TEXT
++++++

Cuban doctors who work in international teams travelling worldwide to assist disaster victims “earn 5 or 20% of the thieves who sell gasoline to the new rich,” said Castro.

“We have to vanquish these deviations ... or we die.”

The Cuban president’s declarations come as his communist government further squeezes the already tiny private sector, increasing controls over farmers markets, private restaurants and a dwindling number of self-employed tradespeople and artisans.

Castro, who turns 80 next August, also scoffed at reports that some US officials believe he suffers from Parkinson’s disease, a non-fatal but debilitating degenerative ailment. Now almost 47 years in power, Castro said he feels “better than ever” and would ask the ruling Communist Party to replace him if he felt too ill to govern.

Dressed in his trademark olive green military uniform, Castro told students celebrating his studies at the University of Havana 60 years ago that he counted on the nation’s youth to help fight corruption.

He said the disadvantaged young people recruited several years to become social workers would play a key role. Many of those 28,000 youths are now replacing state employees in jobs considered especially vulnerable to theft and corruption because of the goods involved, such as at gasoline stations and stores.

State-run neighbourhood watch and other government support groups will help by forming “cells” in the anti-corruption fight, Castro said.

In the battle against the “new rich,” the party’s provincial weekly Tribuna de Havana reported this week that 36 produce trucks bound for farmers markets were recently seized because growers were selling goods for personal profit before fulfilling state quotas.

Havana’s Cuatro Caminos farmers market this week was typically well-stocked with salad greens, tropical fruits, dried legumes and Cuban root vegetables such as yucca.

But sellers said government inspectors were checking prices and produce daily. They said numerous produce trucks attempting deliveries from neighbouring provinces were seized in recent days.

Tribuna also reported on a recent municipal meeting where leaders discussed “dealing with a lack of discipline, illegalities and manifestations of corruption” in areas such as the state-controlled housing sector. Residents are said to use bribes to gain preferential treatment for a limited number of homes.

Also common is theft of government construction materials for private use or sale, along with unlicensed sales of homemade food and other goods. Stolen state goods, ranging from sausage and milk to envelopes and other office supplies, are also commonly sold on the black market.

Castro has used the term “new rich” several times in recent weeks to accuse owners of private restaurants and other self-employed workers of “irregularities” such as persuading state workers to steal state goods so they can buy them.

Pilfering of state goods is so common that many Cubans don’t consider it theft, calling it another form of “resolver” – a street expression meaning “to resolve” one’s daily needs.

The communist government in the 1990s allowed “free” farmers markets to reopen, licensed a limited number of self-employed workers and authorised private restaurants during a severe economic crisis caused by the Soviet Union’s collapse.

The produce markets operated for a time in the 1980s, but were closed amid complaints that middle men were growing rich and prices were too high.

Cuba’s leaders always viewed the modest economic reforms of the last decade as temporary measures needed to feed the country during hard times.

Last year, they reasserted more centralised authority over the economy, which is already about 95% government-controlled. The US dollar, used as common tender for 11 years, was removed from circulation and replaced with a Cuban currency.

Though new figures on self-employed workers are unavailable, their ranks fell from about 200,000 in this nation of 11.2 million people in 1995 to around 150,000 in 2001. More than a year ago, the government stopped licensing new self-employed workers in many categories.

++++++

Stored entries
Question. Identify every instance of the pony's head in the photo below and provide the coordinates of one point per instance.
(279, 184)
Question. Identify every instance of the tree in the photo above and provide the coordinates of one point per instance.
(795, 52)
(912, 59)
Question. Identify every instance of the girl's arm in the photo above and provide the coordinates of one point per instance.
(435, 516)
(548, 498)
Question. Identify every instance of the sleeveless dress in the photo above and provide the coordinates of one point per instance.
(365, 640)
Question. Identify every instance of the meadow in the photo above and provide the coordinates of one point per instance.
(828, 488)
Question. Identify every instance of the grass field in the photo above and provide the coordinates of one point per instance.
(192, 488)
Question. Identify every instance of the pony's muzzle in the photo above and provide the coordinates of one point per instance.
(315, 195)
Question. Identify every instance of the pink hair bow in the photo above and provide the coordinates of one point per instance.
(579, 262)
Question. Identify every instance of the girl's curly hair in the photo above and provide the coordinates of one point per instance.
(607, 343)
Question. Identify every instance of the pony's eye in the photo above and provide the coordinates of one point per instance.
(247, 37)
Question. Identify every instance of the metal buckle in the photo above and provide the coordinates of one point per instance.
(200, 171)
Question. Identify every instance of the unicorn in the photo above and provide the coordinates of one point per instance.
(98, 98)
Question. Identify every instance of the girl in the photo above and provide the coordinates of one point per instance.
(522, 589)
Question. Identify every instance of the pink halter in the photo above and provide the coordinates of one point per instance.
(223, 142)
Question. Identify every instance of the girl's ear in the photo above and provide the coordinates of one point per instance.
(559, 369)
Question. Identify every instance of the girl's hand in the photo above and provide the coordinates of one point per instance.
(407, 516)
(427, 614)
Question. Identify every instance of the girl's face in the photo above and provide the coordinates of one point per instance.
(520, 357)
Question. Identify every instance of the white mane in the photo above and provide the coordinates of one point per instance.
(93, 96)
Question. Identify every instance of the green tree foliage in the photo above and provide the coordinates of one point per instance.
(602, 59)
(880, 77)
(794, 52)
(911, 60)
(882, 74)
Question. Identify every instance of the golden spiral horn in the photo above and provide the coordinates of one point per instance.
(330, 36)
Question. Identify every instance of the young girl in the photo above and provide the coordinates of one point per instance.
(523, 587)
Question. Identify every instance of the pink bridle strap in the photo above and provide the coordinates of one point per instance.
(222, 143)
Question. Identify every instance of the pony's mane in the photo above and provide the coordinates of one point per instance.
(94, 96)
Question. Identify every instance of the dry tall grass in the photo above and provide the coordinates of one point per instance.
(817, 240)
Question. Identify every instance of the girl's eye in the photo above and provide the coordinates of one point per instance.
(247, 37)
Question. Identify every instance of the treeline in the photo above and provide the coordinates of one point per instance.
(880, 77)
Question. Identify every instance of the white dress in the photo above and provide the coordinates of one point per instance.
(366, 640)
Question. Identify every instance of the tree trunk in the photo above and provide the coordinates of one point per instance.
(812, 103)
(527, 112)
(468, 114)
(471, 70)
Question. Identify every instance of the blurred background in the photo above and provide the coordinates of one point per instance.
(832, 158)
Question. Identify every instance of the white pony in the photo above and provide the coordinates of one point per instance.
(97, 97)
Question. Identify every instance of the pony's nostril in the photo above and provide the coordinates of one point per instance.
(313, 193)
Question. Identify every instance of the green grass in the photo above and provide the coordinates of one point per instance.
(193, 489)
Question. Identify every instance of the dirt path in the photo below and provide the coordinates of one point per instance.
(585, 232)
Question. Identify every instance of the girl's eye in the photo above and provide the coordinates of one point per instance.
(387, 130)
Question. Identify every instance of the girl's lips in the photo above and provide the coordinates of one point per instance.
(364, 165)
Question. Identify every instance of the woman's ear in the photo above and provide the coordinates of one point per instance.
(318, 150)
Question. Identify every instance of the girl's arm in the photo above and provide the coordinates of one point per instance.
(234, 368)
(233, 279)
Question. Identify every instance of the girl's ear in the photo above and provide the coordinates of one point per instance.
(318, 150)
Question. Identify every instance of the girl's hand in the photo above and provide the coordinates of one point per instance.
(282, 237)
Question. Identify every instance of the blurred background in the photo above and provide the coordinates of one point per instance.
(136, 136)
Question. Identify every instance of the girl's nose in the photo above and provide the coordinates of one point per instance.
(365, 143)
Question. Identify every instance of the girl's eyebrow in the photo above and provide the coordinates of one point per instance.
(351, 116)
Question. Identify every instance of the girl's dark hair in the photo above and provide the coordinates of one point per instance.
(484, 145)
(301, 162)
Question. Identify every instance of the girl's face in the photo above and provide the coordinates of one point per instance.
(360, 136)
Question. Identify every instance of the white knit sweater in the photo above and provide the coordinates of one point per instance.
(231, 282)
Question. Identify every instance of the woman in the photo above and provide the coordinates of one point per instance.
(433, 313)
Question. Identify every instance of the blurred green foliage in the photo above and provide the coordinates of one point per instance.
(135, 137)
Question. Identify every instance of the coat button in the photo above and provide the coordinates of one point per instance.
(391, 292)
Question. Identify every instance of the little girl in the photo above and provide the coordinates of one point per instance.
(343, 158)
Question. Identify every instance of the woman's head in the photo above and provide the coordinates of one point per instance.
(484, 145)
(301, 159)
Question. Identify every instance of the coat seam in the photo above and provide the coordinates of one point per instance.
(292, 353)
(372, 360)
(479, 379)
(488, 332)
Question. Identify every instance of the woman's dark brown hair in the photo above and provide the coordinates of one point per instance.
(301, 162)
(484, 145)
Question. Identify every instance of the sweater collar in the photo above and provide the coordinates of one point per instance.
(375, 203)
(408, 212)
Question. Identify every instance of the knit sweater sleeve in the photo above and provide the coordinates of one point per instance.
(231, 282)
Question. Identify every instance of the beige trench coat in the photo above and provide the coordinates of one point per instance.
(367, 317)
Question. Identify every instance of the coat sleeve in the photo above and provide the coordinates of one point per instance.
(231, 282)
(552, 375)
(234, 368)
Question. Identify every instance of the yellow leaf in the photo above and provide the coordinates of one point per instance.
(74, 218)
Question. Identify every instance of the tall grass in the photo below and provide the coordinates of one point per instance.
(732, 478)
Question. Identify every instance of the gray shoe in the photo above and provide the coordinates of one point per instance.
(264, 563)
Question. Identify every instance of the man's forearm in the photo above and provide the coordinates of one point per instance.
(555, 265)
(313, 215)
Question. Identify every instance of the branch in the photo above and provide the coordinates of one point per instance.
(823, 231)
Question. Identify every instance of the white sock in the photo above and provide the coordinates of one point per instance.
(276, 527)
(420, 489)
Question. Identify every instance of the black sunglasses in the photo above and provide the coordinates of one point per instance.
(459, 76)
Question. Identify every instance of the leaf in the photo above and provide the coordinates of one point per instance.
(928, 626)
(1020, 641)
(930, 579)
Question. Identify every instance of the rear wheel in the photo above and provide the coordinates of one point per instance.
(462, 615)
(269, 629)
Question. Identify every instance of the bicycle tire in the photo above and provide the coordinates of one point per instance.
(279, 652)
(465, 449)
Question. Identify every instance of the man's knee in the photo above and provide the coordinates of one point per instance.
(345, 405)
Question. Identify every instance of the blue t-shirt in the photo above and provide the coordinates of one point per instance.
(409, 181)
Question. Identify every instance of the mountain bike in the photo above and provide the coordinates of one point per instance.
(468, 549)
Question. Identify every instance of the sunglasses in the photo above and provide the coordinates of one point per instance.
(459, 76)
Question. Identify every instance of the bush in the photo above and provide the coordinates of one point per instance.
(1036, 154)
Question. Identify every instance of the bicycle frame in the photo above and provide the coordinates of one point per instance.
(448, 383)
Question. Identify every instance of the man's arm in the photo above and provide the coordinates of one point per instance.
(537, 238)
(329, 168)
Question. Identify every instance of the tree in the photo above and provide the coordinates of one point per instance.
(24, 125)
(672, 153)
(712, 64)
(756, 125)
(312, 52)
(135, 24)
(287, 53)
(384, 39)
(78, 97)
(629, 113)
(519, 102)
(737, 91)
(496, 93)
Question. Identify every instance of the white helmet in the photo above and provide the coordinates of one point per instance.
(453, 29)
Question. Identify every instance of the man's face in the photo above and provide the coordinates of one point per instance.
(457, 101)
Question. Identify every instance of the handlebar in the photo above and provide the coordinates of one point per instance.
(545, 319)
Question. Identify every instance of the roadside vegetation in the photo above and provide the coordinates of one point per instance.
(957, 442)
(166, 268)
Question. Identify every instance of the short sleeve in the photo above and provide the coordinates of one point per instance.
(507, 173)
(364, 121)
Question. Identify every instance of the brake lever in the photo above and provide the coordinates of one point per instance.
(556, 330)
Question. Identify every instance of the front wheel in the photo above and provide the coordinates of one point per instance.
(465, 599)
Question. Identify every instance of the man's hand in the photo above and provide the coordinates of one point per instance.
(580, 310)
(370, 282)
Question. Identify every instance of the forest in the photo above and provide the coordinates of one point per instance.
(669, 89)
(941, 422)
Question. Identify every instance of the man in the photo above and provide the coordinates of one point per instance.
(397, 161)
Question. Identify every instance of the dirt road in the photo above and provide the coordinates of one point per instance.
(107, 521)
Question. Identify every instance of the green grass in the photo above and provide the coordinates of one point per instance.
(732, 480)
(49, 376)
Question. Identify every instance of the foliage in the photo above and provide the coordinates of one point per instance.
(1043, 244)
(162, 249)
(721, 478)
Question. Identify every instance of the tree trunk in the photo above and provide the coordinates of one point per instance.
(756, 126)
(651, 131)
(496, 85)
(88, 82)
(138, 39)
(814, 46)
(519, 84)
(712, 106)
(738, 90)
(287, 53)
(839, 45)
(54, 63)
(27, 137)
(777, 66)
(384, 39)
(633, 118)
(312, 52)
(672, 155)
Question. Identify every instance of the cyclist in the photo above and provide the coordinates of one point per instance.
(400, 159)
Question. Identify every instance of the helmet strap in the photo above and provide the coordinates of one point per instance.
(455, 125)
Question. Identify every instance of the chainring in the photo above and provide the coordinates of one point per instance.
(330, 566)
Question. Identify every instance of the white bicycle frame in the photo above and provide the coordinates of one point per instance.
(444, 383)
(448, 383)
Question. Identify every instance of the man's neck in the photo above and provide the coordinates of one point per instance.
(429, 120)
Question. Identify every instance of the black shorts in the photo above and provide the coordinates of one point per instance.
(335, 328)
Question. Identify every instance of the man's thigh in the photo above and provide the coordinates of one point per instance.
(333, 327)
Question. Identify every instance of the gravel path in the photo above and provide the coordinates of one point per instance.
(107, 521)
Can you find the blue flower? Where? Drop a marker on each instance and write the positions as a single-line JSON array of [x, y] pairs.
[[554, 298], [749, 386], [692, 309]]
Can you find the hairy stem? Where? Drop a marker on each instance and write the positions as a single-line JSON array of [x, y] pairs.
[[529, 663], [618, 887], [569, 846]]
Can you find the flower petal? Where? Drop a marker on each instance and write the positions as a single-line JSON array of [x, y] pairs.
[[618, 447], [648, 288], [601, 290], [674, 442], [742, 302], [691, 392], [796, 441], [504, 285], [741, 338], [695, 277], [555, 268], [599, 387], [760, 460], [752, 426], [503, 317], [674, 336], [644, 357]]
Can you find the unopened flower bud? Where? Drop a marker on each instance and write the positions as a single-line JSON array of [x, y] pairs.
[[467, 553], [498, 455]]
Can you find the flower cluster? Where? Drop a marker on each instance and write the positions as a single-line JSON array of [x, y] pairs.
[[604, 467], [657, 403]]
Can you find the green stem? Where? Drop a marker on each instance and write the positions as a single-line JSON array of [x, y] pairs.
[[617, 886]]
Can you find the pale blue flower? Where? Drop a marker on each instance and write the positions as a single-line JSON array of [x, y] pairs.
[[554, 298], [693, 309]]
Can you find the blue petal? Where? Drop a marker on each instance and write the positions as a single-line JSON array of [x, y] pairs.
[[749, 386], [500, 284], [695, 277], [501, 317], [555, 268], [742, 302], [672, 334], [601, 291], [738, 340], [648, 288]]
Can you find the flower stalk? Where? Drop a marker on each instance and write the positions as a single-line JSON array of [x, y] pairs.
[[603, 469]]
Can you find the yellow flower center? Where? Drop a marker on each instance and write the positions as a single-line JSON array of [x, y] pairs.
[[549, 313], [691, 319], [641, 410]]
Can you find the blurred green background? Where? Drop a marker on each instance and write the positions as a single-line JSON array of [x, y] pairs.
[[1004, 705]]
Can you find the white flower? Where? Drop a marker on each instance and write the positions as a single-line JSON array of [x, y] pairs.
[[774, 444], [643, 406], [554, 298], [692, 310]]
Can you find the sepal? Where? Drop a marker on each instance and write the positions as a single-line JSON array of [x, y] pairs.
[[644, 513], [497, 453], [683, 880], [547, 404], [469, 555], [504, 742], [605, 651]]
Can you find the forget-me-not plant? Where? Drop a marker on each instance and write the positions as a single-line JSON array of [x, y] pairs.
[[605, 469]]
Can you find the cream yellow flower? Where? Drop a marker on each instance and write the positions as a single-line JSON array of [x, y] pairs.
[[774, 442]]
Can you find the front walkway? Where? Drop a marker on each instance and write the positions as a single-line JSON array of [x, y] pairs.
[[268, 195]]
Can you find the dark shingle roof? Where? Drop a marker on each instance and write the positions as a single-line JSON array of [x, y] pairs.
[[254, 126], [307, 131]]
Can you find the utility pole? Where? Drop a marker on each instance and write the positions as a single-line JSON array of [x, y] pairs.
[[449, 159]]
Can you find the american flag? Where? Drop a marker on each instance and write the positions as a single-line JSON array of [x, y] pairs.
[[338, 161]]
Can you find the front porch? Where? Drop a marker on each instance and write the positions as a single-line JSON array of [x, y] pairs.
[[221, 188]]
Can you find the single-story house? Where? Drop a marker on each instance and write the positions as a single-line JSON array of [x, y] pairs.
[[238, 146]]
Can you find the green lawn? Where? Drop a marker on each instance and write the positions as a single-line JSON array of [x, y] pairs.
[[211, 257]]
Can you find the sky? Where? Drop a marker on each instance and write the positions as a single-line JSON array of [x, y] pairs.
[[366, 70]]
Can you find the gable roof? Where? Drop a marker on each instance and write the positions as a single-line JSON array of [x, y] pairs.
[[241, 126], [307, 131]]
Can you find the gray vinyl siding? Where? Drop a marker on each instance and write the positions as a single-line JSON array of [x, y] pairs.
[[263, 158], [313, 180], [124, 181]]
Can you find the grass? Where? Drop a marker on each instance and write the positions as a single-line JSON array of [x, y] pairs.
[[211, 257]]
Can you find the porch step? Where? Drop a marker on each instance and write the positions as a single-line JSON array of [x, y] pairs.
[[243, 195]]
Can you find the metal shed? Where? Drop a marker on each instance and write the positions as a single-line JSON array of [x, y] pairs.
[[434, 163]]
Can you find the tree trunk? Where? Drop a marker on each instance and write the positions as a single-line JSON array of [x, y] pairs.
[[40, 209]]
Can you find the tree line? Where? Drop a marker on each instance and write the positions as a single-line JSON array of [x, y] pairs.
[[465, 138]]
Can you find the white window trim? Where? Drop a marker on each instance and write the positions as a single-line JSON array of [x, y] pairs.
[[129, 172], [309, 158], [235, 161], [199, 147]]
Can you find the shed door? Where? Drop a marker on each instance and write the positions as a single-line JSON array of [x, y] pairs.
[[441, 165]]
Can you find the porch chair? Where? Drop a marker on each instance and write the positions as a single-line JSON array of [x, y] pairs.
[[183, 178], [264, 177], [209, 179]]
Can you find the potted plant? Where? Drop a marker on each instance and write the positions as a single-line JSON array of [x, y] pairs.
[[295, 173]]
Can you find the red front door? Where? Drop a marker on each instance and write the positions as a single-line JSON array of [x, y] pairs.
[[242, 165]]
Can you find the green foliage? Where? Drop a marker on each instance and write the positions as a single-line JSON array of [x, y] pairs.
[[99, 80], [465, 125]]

++++++

Can you turn the paragraph of the text on Castro's anti-corruption campaign that begins "Though new figures on self-employed workers" into a short bulleted list that keeps its main facts?

WRITTEN ANSWER
- New figures on self-employed workers are unavailable.
- In this nation of 11.2 million people, their number fell from about 200,000 in 1995 to around 150,000 in 2001.
- More than a year ago, the government stopped licensing new self-employed workers in many categories.